● **CHALLENGE**
Copy out the entries below in full and exactly.

** start of ENTRIES SUPPLIED **

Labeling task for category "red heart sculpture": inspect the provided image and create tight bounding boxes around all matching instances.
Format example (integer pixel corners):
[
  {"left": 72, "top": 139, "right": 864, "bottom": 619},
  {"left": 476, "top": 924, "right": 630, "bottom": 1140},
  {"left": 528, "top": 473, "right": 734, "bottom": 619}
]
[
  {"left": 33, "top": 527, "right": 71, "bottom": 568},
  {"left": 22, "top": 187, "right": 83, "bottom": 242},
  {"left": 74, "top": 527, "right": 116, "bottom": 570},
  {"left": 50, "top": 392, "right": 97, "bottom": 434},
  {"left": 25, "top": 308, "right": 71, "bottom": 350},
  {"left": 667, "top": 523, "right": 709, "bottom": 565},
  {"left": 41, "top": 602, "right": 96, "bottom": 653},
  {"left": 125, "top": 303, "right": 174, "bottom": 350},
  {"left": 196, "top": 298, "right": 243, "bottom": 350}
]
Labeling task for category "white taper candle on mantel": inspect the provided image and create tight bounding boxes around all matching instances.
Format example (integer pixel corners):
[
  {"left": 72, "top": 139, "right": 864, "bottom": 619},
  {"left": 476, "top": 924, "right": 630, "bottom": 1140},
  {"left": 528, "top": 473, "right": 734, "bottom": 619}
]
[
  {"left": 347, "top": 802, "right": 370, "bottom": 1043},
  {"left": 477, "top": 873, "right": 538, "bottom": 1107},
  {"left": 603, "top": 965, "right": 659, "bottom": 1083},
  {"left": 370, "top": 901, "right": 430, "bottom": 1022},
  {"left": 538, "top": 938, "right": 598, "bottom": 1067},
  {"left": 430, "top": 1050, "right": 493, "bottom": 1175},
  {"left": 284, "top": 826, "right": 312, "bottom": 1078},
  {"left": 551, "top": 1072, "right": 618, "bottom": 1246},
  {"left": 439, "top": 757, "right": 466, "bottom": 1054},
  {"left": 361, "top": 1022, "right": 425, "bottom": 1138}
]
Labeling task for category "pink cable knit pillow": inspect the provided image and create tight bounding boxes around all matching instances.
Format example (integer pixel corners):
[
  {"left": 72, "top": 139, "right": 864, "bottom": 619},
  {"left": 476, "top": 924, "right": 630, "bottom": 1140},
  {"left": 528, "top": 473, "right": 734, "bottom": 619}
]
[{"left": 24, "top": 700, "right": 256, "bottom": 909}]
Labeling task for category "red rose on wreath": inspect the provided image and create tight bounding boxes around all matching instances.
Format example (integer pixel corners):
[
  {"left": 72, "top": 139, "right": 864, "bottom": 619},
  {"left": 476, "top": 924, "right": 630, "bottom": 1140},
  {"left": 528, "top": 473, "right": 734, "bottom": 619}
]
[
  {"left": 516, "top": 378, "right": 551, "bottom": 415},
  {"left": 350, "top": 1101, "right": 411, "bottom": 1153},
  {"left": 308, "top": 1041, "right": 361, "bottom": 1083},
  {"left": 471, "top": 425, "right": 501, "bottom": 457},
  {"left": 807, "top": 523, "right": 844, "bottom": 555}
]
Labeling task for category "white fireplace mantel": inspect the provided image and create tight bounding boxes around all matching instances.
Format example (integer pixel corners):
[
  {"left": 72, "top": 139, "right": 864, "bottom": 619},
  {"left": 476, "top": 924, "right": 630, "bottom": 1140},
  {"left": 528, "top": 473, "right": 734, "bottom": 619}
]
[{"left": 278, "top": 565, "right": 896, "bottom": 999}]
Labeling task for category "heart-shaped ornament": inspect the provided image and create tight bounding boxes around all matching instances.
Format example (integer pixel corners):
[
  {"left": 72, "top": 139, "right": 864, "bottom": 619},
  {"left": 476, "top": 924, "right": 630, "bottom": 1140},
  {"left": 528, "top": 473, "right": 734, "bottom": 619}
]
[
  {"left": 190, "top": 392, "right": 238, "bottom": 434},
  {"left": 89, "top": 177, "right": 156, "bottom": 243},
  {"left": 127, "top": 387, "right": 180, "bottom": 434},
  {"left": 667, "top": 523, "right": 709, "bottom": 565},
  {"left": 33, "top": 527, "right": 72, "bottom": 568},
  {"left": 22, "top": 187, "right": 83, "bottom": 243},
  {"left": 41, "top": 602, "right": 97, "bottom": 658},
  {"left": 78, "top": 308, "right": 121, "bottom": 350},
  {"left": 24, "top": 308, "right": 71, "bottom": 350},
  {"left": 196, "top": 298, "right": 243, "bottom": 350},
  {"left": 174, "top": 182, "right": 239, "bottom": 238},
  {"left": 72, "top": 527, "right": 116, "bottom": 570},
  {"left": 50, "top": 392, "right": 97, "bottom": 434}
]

** end of ENTRIES SUPPLIED **

● **REPLY TO THE TASK**
Labeling task for category "red heart sculpture": inspect the provided image and create tight bounding boxes around all matching instances.
Format example (integer pixel corners):
[
  {"left": 72, "top": 139, "right": 864, "bottom": 619},
  {"left": 476, "top": 924, "right": 630, "bottom": 1140},
  {"left": 528, "top": 473, "right": 734, "bottom": 619}
]
[
  {"left": 33, "top": 527, "right": 71, "bottom": 568},
  {"left": 22, "top": 187, "right": 83, "bottom": 242},
  {"left": 74, "top": 527, "right": 116, "bottom": 570},
  {"left": 50, "top": 392, "right": 97, "bottom": 434},
  {"left": 25, "top": 308, "right": 71, "bottom": 350},
  {"left": 667, "top": 523, "right": 709, "bottom": 565},
  {"left": 41, "top": 602, "right": 96, "bottom": 653},
  {"left": 125, "top": 303, "right": 174, "bottom": 350},
  {"left": 196, "top": 298, "right": 243, "bottom": 350}
]
Labeling task for category "white taper candle on mantel": inspect the provided image and create tight bounding boxes around all matching instances.
Format example (integer pixel corners):
[
  {"left": 72, "top": 139, "right": 864, "bottom": 619},
  {"left": 476, "top": 924, "right": 630, "bottom": 1140},
  {"left": 528, "top": 473, "right": 734, "bottom": 619}
]
[
  {"left": 347, "top": 802, "right": 370, "bottom": 1043},
  {"left": 477, "top": 873, "right": 538, "bottom": 1107},
  {"left": 603, "top": 965, "right": 659, "bottom": 1083},
  {"left": 370, "top": 901, "right": 430, "bottom": 1022},
  {"left": 538, "top": 938, "right": 598, "bottom": 1067},
  {"left": 430, "top": 1050, "right": 493, "bottom": 1175},
  {"left": 284, "top": 826, "right": 312, "bottom": 1078},
  {"left": 551, "top": 1072, "right": 618, "bottom": 1246},
  {"left": 439, "top": 757, "right": 466, "bottom": 1054},
  {"left": 361, "top": 1022, "right": 425, "bottom": 1138}
]
Labeling task for category "pink cable knit pillow": inspect the provided image and create tight bounding boxes around all matching instances.
Format example (integer pixel corners):
[
  {"left": 72, "top": 139, "right": 864, "bottom": 619},
  {"left": 476, "top": 924, "right": 630, "bottom": 1140},
  {"left": 528, "top": 473, "right": 734, "bottom": 619}
]
[{"left": 24, "top": 700, "right": 256, "bottom": 909}]
Labeling task for category "red rose on wreath": inspect the provided image and create tight bounding boxes around all matching instances.
Format example (integer pixel corners):
[
  {"left": 72, "top": 139, "right": 864, "bottom": 619},
  {"left": 476, "top": 924, "right": 630, "bottom": 1140},
  {"left": 528, "top": 473, "right": 734, "bottom": 619}
]
[
  {"left": 516, "top": 378, "right": 551, "bottom": 415},
  {"left": 350, "top": 1101, "right": 411, "bottom": 1153},
  {"left": 308, "top": 1041, "right": 361, "bottom": 1083},
  {"left": 471, "top": 425, "right": 501, "bottom": 457},
  {"left": 807, "top": 523, "right": 844, "bottom": 555}
]
Labeling task for category "white fireplace mantel": inspect the provided image and create tight bounding boxes around all matching instances.
Format example (integer pixel corners):
[
  {"left": 72, "top": 139, "right": 864, "bottom": 619},
  {"left": 476, "top": 924, "right": 630, "bottom": 1140},
  {"left": 528, "top": 473, "right": 734, "bottom": 619}
]
[{"left": 278, "top": 565, "right": 896, "bottom": 999}]
Labeling task for category "heart-shaped ornament": inspect the provided image and create tight bounding boxes around all matching instances.
Format example (integer pixel corners):
[
  {"left": 72, "top": 139, "right": 864, "bottom": 619},
  {"left": 476, "top": 924, "right": 630, "bottom": 1140},
  {"left": 528, "top": 473, "right": 734, "bottom": 619}
]
[
  {"left": 190, "top": 392, "right": 238, "bottom": 434},
  {"left": 89, "top": 177, "right": 156, "bottom": 243},
  {"left": 127, "top": 387, "right": 180, "bottom": 434},
  {"left": 667, "top": 523, "right": 709, "bottom": 565},
  {"left": 33, "top": 527, "right": 72, "bottom": 568},
  {"left": 22, "top": 187, "right": 83, "bottom": 243},
  {"left": 41, "top": 602, "right": 97, "bottom": 658},
  {"left": 78, "top": 308, "right": 121, "bottom": 350},
  {"left": 24, "top": 308, "right": 71, "bottom": 350},
  {"left": 196, "top": 298, "right": 243, "bottom": 350},
  {"left": 174, "top": 182, "right": 239, "bottom": 238},
  {"left": 72, "top": 527, "right": 116, "bottom": 570},
  {"left": 50, "top": 392, "right": 97, "bottom": 434}
]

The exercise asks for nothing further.